* _Job_:
Could you put every line of the data below into a numbered list, leaving out any blank lines?

* _Entries drawn from a collection_:
## Start

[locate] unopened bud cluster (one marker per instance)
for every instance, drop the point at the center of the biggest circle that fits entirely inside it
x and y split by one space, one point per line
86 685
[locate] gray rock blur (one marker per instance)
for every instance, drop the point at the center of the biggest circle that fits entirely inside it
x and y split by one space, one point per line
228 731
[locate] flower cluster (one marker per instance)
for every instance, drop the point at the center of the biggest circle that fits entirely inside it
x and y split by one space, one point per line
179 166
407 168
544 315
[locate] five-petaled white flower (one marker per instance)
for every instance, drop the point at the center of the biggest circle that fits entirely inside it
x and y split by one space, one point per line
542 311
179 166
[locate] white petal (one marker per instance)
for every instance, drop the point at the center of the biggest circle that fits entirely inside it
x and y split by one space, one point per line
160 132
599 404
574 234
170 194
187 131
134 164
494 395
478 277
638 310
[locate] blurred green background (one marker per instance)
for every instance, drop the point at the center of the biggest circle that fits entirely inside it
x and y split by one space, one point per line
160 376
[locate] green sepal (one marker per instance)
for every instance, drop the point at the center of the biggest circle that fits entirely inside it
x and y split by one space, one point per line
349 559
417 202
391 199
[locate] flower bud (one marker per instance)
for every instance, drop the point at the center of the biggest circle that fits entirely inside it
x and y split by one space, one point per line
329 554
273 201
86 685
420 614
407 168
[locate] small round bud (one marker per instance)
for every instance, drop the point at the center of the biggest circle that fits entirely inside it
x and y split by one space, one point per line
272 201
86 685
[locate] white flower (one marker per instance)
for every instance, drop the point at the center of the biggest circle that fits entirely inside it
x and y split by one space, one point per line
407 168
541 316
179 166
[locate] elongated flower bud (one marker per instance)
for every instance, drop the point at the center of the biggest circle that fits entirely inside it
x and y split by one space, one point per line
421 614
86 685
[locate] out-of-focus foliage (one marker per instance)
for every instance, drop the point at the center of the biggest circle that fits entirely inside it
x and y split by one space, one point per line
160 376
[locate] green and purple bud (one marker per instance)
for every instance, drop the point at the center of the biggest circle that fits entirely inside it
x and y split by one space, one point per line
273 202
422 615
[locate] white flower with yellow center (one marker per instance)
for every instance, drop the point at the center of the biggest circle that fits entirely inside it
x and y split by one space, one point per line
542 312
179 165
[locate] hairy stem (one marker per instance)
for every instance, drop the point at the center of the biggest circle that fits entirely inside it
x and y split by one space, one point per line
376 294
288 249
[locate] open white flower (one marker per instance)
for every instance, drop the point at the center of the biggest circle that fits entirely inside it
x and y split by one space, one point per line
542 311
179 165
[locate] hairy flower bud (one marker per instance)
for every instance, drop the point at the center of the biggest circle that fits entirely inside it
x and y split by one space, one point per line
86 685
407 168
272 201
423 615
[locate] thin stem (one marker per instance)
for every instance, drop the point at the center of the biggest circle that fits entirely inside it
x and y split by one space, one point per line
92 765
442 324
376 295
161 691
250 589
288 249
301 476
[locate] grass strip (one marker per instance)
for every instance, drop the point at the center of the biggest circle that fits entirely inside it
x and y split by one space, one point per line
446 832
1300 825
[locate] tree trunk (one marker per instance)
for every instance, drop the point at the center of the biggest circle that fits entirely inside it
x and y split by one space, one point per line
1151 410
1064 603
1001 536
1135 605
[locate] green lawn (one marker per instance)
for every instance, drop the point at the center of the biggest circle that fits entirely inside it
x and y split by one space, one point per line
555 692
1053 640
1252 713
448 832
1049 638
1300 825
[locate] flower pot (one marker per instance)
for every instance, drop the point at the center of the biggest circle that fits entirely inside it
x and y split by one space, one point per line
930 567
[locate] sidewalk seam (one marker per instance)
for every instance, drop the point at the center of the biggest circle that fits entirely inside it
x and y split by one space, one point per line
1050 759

## End

* _Exercise response_:
1. [locate] unopened bud cluster (one marker per instance)
2. for every instance, drop the point at the center of the biggest circle that fits entirely inside it
3. x and y split by one space, one point per line
4. 86 685
5. [locate] gray rock blur (one marker per instance)
6. for every instance, drop the point at the center of the biggest circle that fits entirely inside it
7. x and y split by one space, one point per line
8. 228 731
9. [locate] flower cluster (one marker per instance)
10. for every instance, drop the point at the center of the biggest circle that fits entirely inside it
11. x and y split by one space, one point per line
12. 179 166
13. 407 168
14. 544 315
15. [locate] five-petaled white flower (one marker per instance)
16. for every instance, drop the point at the center of the biggest circle that fits entirely inside it
17. x and y split by one space, one point per line
18. 542 311
19. 179 166
20. [locate] white petal (one marker per instance)
21. for every instance, drop the point at the center of the biggest circle that fits entirely inside it
22. x and y split by one space, one point per line
23. 160 132
24. 599 404
25. 574 234
26. 170 194
27. 187 131
28. 134 164
29. 494 395
30. 478 277
31. 638 310
32. [locate] blurred green background (one marker per instance)
33. for every instance, drop the point at the center of the biggest circle that fits entirely inside it
34. x and y split by one space, one point per line
35. 160 376
36. [locate] green sepal (one marker per instance)
37. for every instance, drop the point at the center of the biggest circle that fits entirely inside it
38. x and y split by one space, one point per line
39. 349 559
40. 417 202
41. 391 199
42. [locate] flower bud (one marker per instance)
43. for every instance, drop the point at the center of the biggest circle that fits entirely inside it
44. x and y split by one space, one point per line
45. 329 554
46. 273 201
47. 86 685
48. 420 614
49. 407 168
50. [locate] small round bud (one marker per instance)
51. for every instance, drop the point at the center of the biggest circle that fits entirely inside it
52. x and y split by one space, one point per line
53. 272 201
54. 86 685
55. [locate] white flower (one marker per instance)
56. for every instance, drop the point at the center of the biggest circle that fits entirely inside it
57. x and y split by one space, one point per line
58. 407 168
59. 541 316
60. 179 166
61. [locate] elongated flower bud (one marker per instance)
62. for every instance, drop the point at the center of the biggest circle that fits entirely inside it
63. x and y split by one space, one point per line
64. 421 614
65. 86 685
66. [locate] out-of-focus foliage (one marker per instance)
67. for every instance, drop the point at the center of the biggest circle that fits entirely inside it
68. x and y split by one space, one point per line
69. 160 376
70. [locate] green and purple bud (one marker per instance)
71. for every instance, drop the point at the center of the biggest circle that fits entirely inside it
72. x and y split by one space, one point per line
73. 273 202
74. 422 615
75. [locate] white flower with yellow center (one marker per instance)
76. for every instance, drop the point at the center of the biggest circle that fits entirely inside it
77. x and y split by one space, one point per line
78. 542 312
79. 179 165
80. [locate] hairy stem (one marker per instance)
81. for every instance, drop the point at the center of the biggest circle that fits entirely inside it
82. x and y split by one space, one point per line
83. 376 294
84. 288 249
85. [locate] open white flower (one marker per instance)
86. for every instance, drop the point at the center of the biggest circle that fits entirely inside it
87. x and y split by one space, one point per line
88. 542 311
89. 179 165
90. [locate] hairy flower bud (one marker per instance)
91. for every instance, drop the point at the center of the biggest circle that fits entirely inside it
92. x and y split by one space, one point per line
93. 86 685
94. 407 168
95. 272 201
96. 423 615
97. [locate] thin stem (one marker per instance)
98. for every instance, drop the point at the center of the biggest circle that fits entirely inside it
99. x and y split by one space, one point per line
100. 92 765
101. 442 324
102. 376 295
103. 161 691
104. 250 589
105. 288 249
106. 301 476
107. [locate] grass strip (one marker per instance)
108. for every instance, drop the point at the center of the biggest circle that fits entirely inside it
109. x and y split by one space, one point per line
110. 446 832
111. 1300 825
112. [locate] tree trunk (one marker per instance)
113. for every instance, drop the point at the center of the biggest circle that fits entirely inside it
114. x and y split by one space, one point per line
115. 1151 410
116. 1064 603
117. 1001 536
118. 1135 605
119. [locate] green lawn (one marker per instance)
120. for every instance, drop the point at the center of the biggest circle that fits entirely inside it
121. x and y split by one space, one point per line
122. 555 692
123. 1053 640
124. 1252 713
125. 448 832
126. 1049 638
127. 1300 825
128. [locate] flower pot (one marker per instance)
129. for every instance, drop the point at the center of the biggest circle that fits entirely inside it
130. x and y split by one space, one point per line
131. 930 567
132. [locate] sidewalk seam (one marker per instance)
133. for every instance, drop the point at the center of the biggest circle that fits entirely inside it
134. x and y split by one space, one point per line
135. 1050 759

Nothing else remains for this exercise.